◆ STATED PROBLEM ◆
Please put the lines of the material from the line containing "white sneaker, giving" through the end of the material into a numbered list, omitting any blank lines.

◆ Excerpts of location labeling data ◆
============================================================

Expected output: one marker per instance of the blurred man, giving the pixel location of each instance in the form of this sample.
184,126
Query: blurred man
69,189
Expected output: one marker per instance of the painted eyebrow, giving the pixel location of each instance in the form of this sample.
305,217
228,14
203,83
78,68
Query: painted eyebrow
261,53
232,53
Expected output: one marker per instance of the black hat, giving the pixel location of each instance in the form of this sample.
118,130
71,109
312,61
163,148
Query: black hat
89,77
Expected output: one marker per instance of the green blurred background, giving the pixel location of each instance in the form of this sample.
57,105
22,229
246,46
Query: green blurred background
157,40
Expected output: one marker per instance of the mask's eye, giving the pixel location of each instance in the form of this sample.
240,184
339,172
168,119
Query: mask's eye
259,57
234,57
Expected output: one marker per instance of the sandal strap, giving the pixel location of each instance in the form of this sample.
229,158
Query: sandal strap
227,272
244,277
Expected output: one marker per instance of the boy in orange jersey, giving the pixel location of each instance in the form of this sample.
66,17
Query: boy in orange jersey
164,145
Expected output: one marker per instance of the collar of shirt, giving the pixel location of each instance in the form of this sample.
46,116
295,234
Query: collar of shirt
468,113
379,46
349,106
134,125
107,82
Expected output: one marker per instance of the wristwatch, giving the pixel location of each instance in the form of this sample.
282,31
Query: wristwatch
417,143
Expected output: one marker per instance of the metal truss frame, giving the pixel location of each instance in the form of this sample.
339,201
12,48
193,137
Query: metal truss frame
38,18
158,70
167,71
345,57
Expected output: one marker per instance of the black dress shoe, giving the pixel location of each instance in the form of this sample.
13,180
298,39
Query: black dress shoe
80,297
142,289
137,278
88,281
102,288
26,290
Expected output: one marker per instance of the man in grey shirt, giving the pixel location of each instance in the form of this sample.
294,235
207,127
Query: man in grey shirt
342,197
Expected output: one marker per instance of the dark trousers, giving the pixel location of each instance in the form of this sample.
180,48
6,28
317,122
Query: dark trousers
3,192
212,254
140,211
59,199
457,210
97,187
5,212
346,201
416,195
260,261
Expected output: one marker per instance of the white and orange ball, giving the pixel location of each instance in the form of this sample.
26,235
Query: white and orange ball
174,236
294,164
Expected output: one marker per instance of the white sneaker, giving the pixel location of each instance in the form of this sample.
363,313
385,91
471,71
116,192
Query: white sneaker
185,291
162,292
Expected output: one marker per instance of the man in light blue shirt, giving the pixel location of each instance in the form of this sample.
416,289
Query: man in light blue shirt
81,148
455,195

============================================================

◆ ANSWER BELOW ◆
1. Expected output: one marker per instance of the white sneaker, giving the pixel location of each instance in the form of this sample.
2. 363,313
3. 385,91
4. 471,71
5. 116,192
6. Query: white sneaker
7. 185,291
8. 162,292
9. Expected output: one marker per instance of the man in light blue shirt, giving the pixel location of each instance in the form of this sample.
10. 416,289
11. Query: man in light blue shirt
12. 81,148
13. 455,195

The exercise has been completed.